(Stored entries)
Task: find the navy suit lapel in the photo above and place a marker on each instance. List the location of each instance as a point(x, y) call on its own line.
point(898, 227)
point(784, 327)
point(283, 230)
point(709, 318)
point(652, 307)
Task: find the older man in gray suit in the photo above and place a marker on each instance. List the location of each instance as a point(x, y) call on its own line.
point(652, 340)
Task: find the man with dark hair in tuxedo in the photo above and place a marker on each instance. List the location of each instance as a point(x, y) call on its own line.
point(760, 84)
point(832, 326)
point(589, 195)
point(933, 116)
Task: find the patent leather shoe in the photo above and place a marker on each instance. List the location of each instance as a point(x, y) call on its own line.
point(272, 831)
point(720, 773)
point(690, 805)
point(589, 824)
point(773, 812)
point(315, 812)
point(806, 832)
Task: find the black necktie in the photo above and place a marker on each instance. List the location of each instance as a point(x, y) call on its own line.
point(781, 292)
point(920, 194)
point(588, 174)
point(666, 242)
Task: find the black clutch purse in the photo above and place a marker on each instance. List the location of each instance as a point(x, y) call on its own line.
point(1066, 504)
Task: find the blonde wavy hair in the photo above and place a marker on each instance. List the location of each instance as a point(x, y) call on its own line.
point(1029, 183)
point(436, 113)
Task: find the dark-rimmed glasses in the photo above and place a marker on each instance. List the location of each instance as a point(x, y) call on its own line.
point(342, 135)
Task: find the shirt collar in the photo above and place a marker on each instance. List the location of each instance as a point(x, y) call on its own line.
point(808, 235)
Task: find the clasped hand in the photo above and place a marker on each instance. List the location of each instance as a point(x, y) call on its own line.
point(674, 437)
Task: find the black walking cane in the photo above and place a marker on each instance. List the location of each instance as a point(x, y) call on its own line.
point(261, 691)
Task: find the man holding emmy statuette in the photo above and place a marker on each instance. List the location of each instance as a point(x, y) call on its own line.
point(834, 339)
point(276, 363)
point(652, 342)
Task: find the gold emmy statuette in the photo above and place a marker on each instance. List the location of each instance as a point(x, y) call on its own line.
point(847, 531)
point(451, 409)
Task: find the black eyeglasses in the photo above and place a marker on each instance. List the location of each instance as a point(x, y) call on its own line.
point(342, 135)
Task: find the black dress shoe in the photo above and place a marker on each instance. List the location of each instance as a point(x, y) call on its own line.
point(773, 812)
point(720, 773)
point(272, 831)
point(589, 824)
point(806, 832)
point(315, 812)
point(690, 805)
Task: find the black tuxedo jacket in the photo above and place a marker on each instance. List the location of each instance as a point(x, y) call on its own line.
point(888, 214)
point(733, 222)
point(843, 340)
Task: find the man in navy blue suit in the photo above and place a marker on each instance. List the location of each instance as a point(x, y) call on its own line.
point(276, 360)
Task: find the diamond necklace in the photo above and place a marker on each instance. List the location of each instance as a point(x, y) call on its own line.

WORK INSTRUCTION | Go through the records and set each one down again, unchanged.

REPLY TO THE TASK |
Task: find the navy suit lapel in the photo above and place a marker on each instance. List the location of each instance as a point(x, y) call on its own line.
point(898, 227)
point(784, 327)
point(283, 230)
point(709, 318)
point(652, 307)
Task: find the older man in gray suit in the photo above and place a marker on each instance. List the location of each instance as a point(x, y) call on its own line.
point(652, 340)
Task: find the man with dark hair in tuxedo in the photo above and place a marker on each instance. List the location of each instance as a point(x, y) call on its own line.
point(760, 84)
point(832, 326)
point(589, 195)
point(933, 116)
Task: find the patent leather shoe in the photo above and place a marker on each instance. List the location of each instance as a point(x, y) call on its own line.
point(272, 831)
point(720, 773)
point(690, 805)
point(589, 824)
point(773, 812)
point(315, 812)
point(806, 832)
Task: find the black necktie in the photo above and place a marker on each instance. List the location of each instance as a point(x, y) call on its own line.
point(781, 292)
point(920, 194)
point(588, 174)
point(666, 242)
Task: find the black clutch purse in the photo above and place a marker on each instance. List the location of each instance as a point(x, y) call on its own line.
point(1066, 504)
Task: find the blonde wavy hair in the photo above and place a marker on each instance. List the location of each instance as a point(x, y) call on its own line.
point(1029, 183)
point(436, 113)
Task: find the dark-rimmed glasses in the photo above and place a marker on each instance. List the location of each instance as a point(x, y) call on its own line.
point(342, 135)
Task: find the shirt collar in the photo above and place a marker on each instance. List the location of each instance as a point(x, y) call on its own line.
point(808, 235)
Task: find the clasped hand in the photo above and place a marker on each instance. List the location of each instance as a point(x, y) call on its own line.
point(674, 437)
Task: find the black walking cane in the photo above and place a marker on each instance. List the location of each instance as a point(x, y) call on its own line.
point(261, 691)
Task: find the man holding emmy statuette in the photo above and place a marker on each instance. List the location of each instance as a point(x, y) call on its own line.
point(834, 339)
point(276, 363)
point(652, 342)
Task: find the gold emmy statuette in the photo above and place a marker on each instance. List the location of each instance as a point(x, y) call on its own line.
point(847, 531)
point(451, 409)
Task: find the black eyeglasses in the photo above and place a marker on each instance. List the location of each instance as a point(x, y) call on its own line.
point(342, 135)
Task: find the black dress shoe in the photo above and place a marker on each instance. List the location of each instance as a point(x, y) call on its own line.
point(773, 812)
point(720, 773)
point(272, 831)
point(589, 824)
point(806, 832)
point(315, 812)
point(690, 805)
Task: find the black tuxedo jacket in the photo above and place a marker on each instance. List the location of each instance as a point(x, y) call on its own line.
point(888, 214)
point(733, 222)
point(843, 340)
Task: find the man in navy blue suit in the photo above and place a marker on each instance. List the location of each instance as a point(x, y) call on its own line.
point(276, 360)
Task: find the diamond necklace in the photo above and place a marker on each instance. List the location of each instance as a point(x, y) call on its own line.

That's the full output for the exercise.